Report on Global Roundtable Series on Prostate Cancer now available
On 4 April 2013, the University of Texas MD Anderson Cancer Center (MDACC) and the Union for International Cancer Control (UICC), organised a global roundtable entitled "Understanding and Curing Prostate Cancer: Important Issues, Patient Knowledge, and Support for Prostate Cancer Research" that brought together a select group of government leaders, academic researchers, patient advocates, biotechnology industry leaders, UICC members and partners to address key topics in prostate cancer treatment and research.
The event, which was attended by 22 participants and 17 observers, provided an opportunity for participants to exchange thoughts and ideas on how we can implement action items and which organisations could be recruited to work together to achieve specific implementation strategies.
At a time when cancer survival, including that of prostate cancer, is increasing, it is important to recalibrate our goals and develop a strategy that leads to the cure of prostate cancer. This strategy will evolve through focused discussions and proposals from all stakeholders into a series of prioritised action items circulated throughout the prostate cancer community for consensus.
Professor Mary Gospodarowicz, President, Union for International Cancer Control (UICC) explained: "Prostate cancer is one of the most common cancers in men. The control of prostate cancer faces different problems around the world. In North America, we face issues related to over diagnosis, over treatment, difficulties in the management of hormone refractory and chemo refractory disease. The low-income countries face issues related to under diagnosis, late presentations, inadequate access to care, and paucity of treatment resources."
Dr Jeri Kim, Associate Professor, Department of Genitourinary Medical Oncology, MD Anderson Cancer Center added that "As we are in the personalised medicine era, it’s time that we abandon a one-size-fits-all approach in prostate cancer management and it is very important that we start integrating genomics and proteomics tests into risk assessment and management of prostate cancer for each indivual patient."

WORK TASK 1: According to the prostate cancer roundtable report, how many participants and observers attended the event?
WORK TASK 2: Repeat the words of the prostate cancer roundtable report starting at "The event, which" and ending at "community for consensus.".

Referring expression pointing data

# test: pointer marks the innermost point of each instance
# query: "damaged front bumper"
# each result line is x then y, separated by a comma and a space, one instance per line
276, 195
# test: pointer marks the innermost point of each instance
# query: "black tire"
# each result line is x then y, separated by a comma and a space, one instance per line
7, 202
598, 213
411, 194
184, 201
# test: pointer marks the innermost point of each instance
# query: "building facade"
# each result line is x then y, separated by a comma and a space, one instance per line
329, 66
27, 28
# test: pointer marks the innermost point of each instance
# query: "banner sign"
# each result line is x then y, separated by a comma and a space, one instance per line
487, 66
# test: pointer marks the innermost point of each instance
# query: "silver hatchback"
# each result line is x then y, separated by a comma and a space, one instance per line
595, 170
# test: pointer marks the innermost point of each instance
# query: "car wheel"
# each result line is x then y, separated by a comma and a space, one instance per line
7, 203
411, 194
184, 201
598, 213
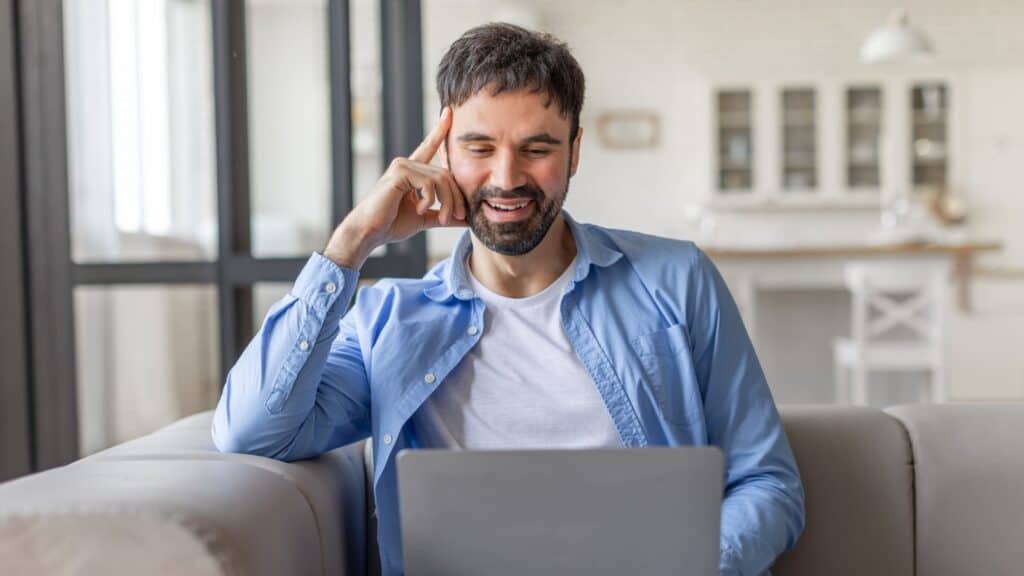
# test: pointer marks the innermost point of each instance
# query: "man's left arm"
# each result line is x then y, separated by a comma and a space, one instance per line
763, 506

YOUR SOLUTION 1: 22 participants and 17 observers.

YOUR SOLUTION 2:
The event, which was attended by 22 participants and 17 observers, provided an opportunity for participants to exchange thoughts and ideas on how we can implement action items and which organisations could be recruited to work together to achieve specific implementation strategies.
At a time when cancer survival, including that of prostate cancer, is increasing, it is important to recalibrate our goals and develop a strategy that leads to the cure of prostate cancer. This strategy will evolve through focused discussions and proposals from all stakeholders into a series of prioritised action items circulated throughout the prostate cancer community for consensus.